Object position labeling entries

::::

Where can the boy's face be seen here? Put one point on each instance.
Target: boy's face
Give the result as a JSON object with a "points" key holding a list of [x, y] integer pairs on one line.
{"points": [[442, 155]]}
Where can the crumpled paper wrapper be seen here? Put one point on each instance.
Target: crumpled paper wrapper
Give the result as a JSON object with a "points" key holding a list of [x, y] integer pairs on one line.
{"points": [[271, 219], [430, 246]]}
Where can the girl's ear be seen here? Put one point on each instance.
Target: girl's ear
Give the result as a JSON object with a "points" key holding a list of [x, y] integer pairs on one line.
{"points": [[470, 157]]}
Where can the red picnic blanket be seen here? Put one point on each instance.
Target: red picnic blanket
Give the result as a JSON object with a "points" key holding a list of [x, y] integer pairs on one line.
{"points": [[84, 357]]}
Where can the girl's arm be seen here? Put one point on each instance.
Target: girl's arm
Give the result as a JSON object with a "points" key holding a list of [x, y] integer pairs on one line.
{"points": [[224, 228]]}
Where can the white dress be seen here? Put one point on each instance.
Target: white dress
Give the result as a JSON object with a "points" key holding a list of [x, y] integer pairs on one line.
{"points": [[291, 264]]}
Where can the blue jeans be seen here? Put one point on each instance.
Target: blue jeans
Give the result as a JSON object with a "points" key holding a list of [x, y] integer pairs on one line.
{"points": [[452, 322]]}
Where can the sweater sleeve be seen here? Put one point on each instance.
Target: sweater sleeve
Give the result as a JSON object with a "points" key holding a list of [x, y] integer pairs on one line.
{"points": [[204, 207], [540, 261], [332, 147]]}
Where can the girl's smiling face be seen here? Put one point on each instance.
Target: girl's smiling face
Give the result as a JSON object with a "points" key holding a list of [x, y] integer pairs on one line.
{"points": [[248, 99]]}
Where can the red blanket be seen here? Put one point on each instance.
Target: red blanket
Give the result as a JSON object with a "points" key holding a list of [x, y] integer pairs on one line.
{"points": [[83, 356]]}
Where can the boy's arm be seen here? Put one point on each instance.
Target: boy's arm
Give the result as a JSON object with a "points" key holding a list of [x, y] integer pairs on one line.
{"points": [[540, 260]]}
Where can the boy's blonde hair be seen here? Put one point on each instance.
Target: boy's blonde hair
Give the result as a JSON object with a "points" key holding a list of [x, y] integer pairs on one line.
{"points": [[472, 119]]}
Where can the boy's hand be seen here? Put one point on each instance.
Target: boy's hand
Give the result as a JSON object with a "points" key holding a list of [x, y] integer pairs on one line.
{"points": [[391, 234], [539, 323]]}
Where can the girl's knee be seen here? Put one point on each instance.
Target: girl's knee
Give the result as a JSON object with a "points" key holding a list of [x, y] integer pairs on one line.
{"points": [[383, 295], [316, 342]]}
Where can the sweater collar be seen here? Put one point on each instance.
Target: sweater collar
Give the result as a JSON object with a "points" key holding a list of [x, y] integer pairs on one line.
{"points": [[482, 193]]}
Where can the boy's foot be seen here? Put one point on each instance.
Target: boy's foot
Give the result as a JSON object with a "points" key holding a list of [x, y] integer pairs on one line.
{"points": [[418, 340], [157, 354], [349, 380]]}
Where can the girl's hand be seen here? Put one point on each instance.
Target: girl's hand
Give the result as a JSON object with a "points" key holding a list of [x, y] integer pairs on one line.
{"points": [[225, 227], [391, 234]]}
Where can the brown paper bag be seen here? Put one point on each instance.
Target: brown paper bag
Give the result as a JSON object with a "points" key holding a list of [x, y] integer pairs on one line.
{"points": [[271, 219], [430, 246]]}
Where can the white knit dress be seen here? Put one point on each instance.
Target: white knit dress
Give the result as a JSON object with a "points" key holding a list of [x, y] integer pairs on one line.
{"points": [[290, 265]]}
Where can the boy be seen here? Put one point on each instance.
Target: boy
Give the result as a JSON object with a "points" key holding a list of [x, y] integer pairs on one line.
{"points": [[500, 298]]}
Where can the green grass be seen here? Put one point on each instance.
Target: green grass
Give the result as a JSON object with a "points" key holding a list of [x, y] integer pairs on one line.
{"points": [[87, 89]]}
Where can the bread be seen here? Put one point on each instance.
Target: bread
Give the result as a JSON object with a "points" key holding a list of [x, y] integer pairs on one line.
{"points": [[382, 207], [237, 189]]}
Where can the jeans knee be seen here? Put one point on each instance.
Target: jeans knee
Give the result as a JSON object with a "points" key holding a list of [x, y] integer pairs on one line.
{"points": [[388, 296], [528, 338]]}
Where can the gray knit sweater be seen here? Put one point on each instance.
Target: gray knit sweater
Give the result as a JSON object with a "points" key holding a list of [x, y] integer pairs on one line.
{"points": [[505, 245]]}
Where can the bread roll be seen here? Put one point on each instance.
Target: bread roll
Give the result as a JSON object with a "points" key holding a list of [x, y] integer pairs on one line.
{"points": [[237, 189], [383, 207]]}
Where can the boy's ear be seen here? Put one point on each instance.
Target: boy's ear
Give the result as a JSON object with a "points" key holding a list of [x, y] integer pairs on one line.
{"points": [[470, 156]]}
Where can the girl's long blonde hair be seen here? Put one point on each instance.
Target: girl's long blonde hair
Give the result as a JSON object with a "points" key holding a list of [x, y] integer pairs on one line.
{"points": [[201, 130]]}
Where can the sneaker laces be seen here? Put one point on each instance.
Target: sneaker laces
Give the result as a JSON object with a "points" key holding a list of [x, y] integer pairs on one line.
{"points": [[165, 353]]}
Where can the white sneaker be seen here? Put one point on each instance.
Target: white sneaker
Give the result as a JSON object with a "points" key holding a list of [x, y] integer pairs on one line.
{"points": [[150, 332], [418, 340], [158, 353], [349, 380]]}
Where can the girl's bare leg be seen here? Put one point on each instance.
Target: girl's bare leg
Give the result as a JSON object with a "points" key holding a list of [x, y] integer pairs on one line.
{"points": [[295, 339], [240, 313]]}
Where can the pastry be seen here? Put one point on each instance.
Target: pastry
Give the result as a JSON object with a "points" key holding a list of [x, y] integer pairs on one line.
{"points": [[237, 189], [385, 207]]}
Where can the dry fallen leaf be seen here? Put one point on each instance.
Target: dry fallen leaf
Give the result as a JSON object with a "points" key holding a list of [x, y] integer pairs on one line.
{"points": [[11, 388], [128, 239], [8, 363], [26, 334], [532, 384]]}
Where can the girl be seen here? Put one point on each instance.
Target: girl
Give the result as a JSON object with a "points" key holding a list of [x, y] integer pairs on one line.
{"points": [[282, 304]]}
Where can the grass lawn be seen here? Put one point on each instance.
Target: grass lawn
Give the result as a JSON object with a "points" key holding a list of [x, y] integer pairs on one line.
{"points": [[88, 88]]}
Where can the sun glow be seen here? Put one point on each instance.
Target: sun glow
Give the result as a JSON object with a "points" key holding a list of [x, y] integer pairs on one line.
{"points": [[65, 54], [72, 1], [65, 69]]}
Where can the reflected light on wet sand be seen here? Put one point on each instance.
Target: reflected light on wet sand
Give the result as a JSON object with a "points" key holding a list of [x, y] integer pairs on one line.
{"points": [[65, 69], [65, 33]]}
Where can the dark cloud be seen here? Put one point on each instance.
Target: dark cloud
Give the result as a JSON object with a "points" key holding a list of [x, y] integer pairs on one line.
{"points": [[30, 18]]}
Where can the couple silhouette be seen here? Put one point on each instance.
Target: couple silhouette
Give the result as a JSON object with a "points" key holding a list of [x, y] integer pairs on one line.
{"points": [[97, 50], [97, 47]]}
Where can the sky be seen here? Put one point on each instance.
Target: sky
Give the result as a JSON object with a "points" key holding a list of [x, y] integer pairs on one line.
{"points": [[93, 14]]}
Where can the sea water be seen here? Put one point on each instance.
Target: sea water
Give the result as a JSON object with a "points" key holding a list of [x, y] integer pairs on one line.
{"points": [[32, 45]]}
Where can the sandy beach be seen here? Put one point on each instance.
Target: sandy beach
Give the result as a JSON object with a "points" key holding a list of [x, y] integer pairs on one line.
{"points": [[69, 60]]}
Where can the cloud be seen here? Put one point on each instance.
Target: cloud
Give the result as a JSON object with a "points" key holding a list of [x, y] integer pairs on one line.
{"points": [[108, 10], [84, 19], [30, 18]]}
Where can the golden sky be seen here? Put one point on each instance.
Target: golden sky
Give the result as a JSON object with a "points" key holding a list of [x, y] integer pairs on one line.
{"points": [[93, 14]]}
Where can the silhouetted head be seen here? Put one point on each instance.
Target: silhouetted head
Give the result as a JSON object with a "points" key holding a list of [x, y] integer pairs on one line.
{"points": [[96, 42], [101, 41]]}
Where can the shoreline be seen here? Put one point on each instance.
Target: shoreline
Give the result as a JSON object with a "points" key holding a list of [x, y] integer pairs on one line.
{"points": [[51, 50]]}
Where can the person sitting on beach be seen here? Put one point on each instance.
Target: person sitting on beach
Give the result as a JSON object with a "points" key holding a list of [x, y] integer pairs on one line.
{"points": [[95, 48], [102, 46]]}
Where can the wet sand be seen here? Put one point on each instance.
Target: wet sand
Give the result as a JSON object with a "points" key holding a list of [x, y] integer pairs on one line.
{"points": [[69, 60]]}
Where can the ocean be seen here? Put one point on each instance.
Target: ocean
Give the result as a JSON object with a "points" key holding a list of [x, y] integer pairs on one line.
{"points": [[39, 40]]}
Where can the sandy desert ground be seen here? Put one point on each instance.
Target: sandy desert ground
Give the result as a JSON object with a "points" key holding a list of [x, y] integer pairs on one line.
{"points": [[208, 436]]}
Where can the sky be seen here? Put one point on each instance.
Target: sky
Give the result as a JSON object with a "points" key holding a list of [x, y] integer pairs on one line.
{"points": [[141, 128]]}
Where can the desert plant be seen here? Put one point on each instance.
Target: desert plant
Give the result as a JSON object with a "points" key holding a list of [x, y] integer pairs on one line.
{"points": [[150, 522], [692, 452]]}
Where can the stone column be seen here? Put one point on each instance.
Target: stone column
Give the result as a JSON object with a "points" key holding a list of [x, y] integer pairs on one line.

::::

What you have to do:
From the "Where can the desert" line to the close of the listing, restate each line word for word.

Expected answer:
Where can the desert plant be seen here? Put one point on each instance.
Target: desert plant
Give the result as a JSON object with a "points" key holding a list of [x, y] integer pairs on one line.
{"points": [[150, 522], [692, 452]]}
Where can the stone column be seen here? Put one point on each instance.
Target: stone column
Give the result as a JSON object with a "points" key holding a list of [x, y] integer pairs on one line.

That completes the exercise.